* [Exercise task] From the line containing "Place one keypoint on each instance of the bird and" to the end of the listing, write out every line exactly; leave out everything else.

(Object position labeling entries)
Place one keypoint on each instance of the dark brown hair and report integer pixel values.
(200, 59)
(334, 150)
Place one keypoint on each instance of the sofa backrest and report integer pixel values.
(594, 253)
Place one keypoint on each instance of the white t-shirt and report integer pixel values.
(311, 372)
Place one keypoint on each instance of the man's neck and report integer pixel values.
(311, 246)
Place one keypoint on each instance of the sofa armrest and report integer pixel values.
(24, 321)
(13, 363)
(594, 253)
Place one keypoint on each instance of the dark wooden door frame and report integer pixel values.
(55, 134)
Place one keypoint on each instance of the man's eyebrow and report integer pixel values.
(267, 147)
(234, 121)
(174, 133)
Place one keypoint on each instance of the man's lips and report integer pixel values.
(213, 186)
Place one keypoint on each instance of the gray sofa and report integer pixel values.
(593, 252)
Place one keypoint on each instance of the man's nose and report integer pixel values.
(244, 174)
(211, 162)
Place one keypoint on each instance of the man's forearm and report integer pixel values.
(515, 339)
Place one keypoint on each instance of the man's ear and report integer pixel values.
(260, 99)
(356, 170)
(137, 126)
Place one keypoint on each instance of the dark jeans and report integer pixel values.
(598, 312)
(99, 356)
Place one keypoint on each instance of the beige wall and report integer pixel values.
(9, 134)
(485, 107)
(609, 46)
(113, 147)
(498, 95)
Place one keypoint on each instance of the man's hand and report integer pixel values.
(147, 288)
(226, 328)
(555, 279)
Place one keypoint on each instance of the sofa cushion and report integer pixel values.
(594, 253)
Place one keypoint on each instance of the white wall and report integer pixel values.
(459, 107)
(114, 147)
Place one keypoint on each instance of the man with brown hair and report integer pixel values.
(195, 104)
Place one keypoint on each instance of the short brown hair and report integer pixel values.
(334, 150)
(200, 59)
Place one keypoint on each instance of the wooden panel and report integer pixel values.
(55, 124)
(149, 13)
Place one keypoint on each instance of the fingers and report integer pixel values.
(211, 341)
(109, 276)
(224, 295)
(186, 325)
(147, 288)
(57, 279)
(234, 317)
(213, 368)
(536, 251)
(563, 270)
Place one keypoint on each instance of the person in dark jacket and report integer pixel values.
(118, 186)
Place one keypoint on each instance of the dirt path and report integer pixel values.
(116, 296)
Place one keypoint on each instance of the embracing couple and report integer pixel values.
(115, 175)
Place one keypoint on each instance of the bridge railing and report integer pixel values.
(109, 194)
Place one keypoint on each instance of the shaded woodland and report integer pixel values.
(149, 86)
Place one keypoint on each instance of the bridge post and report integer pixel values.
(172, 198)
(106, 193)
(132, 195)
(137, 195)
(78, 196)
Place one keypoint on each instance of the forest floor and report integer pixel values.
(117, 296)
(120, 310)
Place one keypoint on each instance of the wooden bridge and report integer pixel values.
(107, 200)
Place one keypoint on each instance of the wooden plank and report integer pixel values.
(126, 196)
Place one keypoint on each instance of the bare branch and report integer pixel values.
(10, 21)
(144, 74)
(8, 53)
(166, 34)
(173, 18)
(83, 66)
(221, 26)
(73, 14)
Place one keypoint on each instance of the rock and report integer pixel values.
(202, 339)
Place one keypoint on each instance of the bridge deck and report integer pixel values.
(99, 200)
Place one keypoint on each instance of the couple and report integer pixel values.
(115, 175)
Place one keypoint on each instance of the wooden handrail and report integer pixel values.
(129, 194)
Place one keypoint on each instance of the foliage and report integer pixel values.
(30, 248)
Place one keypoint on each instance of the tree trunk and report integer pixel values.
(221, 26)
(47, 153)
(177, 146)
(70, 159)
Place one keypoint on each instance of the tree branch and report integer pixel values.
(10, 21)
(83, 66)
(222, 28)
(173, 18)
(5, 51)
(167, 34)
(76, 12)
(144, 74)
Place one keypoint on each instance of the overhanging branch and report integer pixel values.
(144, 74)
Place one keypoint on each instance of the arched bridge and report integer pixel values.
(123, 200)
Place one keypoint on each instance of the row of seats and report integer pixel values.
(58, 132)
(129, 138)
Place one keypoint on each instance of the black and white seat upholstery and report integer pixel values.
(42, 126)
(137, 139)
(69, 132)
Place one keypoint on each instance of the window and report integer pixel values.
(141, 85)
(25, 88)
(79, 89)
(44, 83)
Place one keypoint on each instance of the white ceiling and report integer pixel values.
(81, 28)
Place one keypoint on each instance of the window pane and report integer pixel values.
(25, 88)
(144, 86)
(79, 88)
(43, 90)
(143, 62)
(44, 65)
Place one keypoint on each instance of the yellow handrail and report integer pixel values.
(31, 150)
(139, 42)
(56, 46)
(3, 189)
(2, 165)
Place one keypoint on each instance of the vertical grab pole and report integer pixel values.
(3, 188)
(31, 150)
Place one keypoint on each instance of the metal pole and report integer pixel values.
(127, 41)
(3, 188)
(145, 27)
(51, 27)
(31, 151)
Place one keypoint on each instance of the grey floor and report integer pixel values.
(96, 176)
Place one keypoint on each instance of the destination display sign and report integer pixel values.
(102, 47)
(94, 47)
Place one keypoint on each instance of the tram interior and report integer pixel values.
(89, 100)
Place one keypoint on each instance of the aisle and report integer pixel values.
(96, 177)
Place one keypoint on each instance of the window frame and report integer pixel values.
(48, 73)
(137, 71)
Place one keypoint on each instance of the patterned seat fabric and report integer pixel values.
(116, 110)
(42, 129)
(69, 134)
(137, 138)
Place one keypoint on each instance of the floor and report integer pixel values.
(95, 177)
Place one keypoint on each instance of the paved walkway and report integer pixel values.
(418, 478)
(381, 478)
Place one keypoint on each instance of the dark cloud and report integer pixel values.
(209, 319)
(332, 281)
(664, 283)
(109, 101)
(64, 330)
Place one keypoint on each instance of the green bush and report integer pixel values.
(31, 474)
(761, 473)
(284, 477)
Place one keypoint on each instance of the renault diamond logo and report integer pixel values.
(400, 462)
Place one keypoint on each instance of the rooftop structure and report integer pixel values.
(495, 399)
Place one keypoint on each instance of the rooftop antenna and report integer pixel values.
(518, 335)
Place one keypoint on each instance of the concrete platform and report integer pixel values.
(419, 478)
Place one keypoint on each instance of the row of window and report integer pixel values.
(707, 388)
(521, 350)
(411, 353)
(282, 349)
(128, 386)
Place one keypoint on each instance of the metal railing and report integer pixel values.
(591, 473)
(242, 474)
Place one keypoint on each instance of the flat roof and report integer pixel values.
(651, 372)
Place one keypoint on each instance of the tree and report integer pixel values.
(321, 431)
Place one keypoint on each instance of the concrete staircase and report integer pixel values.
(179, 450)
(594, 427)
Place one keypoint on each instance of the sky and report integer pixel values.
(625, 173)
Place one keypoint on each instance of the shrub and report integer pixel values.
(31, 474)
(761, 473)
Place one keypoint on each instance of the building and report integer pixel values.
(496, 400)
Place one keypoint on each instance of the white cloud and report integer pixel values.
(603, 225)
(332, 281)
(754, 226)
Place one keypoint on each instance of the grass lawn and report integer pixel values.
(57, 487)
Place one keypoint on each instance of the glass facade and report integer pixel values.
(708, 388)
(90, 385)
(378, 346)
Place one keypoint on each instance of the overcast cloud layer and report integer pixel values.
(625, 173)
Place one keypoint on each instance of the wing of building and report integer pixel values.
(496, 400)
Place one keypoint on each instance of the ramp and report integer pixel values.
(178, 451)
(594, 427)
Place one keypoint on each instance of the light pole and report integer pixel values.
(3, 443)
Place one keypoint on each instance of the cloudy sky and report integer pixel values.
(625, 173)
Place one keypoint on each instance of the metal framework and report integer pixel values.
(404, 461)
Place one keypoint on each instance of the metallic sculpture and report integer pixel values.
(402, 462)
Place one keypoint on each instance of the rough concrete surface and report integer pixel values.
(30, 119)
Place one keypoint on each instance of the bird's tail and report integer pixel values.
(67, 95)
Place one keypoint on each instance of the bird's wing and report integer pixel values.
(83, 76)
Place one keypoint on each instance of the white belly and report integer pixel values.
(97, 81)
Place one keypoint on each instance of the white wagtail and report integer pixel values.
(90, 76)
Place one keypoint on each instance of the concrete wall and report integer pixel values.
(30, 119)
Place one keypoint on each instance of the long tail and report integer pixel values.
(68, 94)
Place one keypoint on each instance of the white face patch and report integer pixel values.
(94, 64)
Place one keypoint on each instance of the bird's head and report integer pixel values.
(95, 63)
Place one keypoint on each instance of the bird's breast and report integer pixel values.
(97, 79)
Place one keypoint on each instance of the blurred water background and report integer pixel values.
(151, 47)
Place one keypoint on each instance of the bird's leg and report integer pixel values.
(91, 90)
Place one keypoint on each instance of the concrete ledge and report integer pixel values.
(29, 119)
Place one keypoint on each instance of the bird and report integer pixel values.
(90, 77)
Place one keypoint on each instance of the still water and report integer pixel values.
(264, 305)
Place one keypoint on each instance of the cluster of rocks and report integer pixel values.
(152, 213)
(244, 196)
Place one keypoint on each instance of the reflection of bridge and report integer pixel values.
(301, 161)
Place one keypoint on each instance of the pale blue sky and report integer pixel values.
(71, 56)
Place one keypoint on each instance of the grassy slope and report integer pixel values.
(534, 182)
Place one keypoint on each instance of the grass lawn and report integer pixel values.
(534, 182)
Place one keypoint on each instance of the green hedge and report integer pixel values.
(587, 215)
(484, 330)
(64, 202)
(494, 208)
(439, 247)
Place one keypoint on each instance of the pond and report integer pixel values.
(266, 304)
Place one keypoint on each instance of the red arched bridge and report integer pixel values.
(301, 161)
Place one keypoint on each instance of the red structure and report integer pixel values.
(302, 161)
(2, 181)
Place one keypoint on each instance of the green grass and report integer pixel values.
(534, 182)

* [Correct answer]
Place one keypoint on each instance of the bird and report integer pixel values.
(90, 77)
Place one keypoint on each instance of the still water and report integer pixel values.
(264, 305)
Place one keypoint on each instance of the cluster of rocks and report integer pixel values.
(152, 213)
(244, 196)
Place one keypoint on each instance of the reflection of bridge and report integer pixel values.
(301, 161)
Place one keypoint on each instance of the pale blue sky and report integer pixel values.
(71, 56)
Place one keypoint on each instance of the grassy slope and report integer pixel values.
(534, 182)
Place one keypoint on each instance of the grass lawn and report integer pixel values.
(534, 182)
Place one keypoint on each instance of the green hedge and report integer pixel values.
(587, 215)
(484, 330)
(64, 202)
(494, 208)
(439, 247)
Place one keypoint on each instance of the pond and report integer pixel values.
(266, 304)
Place one keypoint on each instance of the red arched bridge and report integer pixel values.
(301, 161)
Place one keypoint on each instance of the red structure and report integer pixel values.
(302, 161)
(2, 181)
Place one keypoint on each instance of the green grass and report integer pixel values.
(534, 182)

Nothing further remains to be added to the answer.